Reproduce the material below in full, renaming "detector" as "locator" and leaving every other part unchanged.

+++

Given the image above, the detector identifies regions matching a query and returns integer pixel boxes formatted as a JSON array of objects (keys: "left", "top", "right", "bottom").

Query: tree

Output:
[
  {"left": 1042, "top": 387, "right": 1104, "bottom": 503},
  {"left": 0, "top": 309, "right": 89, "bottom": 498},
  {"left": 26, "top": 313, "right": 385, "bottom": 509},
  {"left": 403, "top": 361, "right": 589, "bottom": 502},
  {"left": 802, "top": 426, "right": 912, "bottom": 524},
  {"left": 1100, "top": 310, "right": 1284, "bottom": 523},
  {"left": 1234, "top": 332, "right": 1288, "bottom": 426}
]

+++

## EXERCISE RESPONSE
Given the image above, the locator identifies regions matching a query and returns integer pixel boxes formatted as a JSON array of objects (keys: "left", "top", "right", "bottom").

Query: tree

Output:
[
  {"left": 1042, "top": 387, "right": 1104, "bottom": 503},
  {"left": 0, "top": 309, "right": 89, "bottom": 498},
  {"left": 26, "top": 313, "right": 385, "bottom": 509},
  {"left": 403, "top": 361, "right": 589, "bottom": 502},
  {"left": 802, "top": 426, "right": 912, "bottom": 524},
  {"left": 1100, "top": 310, "right": 1284, "bottom": 523},
  {"left": 1234, "top": 332, "right": 1288, "bottom": 426}
]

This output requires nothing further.